→ **Dataset extract**
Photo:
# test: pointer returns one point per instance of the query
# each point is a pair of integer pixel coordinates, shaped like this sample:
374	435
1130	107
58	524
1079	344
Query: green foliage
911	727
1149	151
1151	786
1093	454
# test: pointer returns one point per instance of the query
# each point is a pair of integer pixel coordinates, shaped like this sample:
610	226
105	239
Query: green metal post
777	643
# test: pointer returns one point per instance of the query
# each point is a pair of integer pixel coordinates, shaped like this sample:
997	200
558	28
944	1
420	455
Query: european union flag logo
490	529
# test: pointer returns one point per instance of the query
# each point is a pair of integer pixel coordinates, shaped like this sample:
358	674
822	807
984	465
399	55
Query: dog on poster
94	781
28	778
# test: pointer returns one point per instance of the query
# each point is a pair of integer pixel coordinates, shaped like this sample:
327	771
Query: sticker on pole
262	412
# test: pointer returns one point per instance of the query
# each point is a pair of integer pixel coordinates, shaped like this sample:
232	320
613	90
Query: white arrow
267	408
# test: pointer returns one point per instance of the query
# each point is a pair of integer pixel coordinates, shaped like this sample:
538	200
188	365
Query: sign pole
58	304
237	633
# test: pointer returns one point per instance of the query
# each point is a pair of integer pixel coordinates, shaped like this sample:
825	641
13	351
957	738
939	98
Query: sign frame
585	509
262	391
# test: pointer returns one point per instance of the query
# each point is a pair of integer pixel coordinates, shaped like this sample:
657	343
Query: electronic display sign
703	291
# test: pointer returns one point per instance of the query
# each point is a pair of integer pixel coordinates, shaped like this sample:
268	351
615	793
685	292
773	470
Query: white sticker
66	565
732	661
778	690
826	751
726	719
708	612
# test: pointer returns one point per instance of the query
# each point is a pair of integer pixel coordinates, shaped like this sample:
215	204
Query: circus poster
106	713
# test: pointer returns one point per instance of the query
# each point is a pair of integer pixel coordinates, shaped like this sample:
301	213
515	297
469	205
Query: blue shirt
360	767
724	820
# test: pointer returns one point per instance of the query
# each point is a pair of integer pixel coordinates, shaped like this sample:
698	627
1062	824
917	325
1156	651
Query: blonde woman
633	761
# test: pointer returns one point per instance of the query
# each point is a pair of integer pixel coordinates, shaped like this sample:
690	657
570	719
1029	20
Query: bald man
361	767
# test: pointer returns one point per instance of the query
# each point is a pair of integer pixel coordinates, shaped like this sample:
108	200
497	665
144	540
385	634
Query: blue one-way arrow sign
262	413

→ **Your assignment**
Would you please give the data above again, exactly as it appears?

→ **Problem solution**
Photo:
# test: pointer returns one point per instance of the query
# each point is a pair of integer pixel coordinates, shaped like this sample:
374	435
1130	107
58	524
1079	344
Query: green foliage
911	727
1149	151
1151	786
1093	454
# test: pointer returns one point per instance of the query
# each point is a pair of integer pixel coordinates, shaped like this sample:
610	226
105	239
Query: green metal post
777	643
# test: pointer returns one point per instance of the query
# each point is a pair of integer pixel coordinates, shaped like this sample:
997	200
558	28
944	1
420	455
Query: european union flag logo
490	529
# test: pointer returns one point per instance of the query
# each point is a pair of integer pixel coordinates, shaped like this sample:
358	674
822	807
984	465
399	55
Query: dog on poster
94	781
28	778
# test: pointer returns one point per instance of the query
# each point is a pair of integer pixel coordinates, shaped like this sample:
327	771
Query: sticker on pole
262	412
# test: pointer returns one point per instance of the query
# each point is a pair of integer pixel coordinates, shaped like this sample:
232	320
613	90
Query: white arrow
267	408
# test: pointer returns one point per instance of the query
# each point is a pair of integer pixel coordinates, shaped like this sample:
538	200
188	365
Query: sign pole
58	304
237	633
# test: pointer returns one point per instance of the query
# each point is a pair of integer pixel coordinates, shaped like this sample:
825	641
13	351
957	738
939	98
Query: sign frame
585	509
262	391
# test: pointer returns one point per instance of the query
# each point is a pair of integer pixel coordinates, shaped like this sample:
657	343
Query: electronic display sign
703	291
# test: pointer returns one point per instance of the query
# each point is a pair of integer pixel coordinates, shaped like this sample:
268	351
615	793
685	292
773	470
Query: white sticker
66	565
732	661
778	690
826	751
726	719
708	612
# test: pointer returns one point per instance of the query
# each point is a pair of integer pixel coordinates, shaped like this sample:
215	204
Query: circus poster
106	713
# test: pointer returns one point per instance of the query
# each point is a pair of integer pixel coordinates, shaped like this sample:
301	213
515	297
469	205
Query: blue shirt
360	767
724	820
# test: pointer returns one point per instance of the query
# each point is a pair of integer pixel coordinates, shaped like this sample:
698	627
1062	824
917	325
1156	651
Query: blonde woman
633	761
# test: pointer returns one point per instance of the query
# each point is a pair of integer pixel coordinates, shaped like this sample:
690	657
570	719
1029	20
Query: bald man
361	767
# test: pointer returns one point per instance of the query
# each point is a pair of integer pixel coordinates, shaped like this sample:
108	200
497	665
144	540
385	634
Query: blue one-way arrow sign
262	413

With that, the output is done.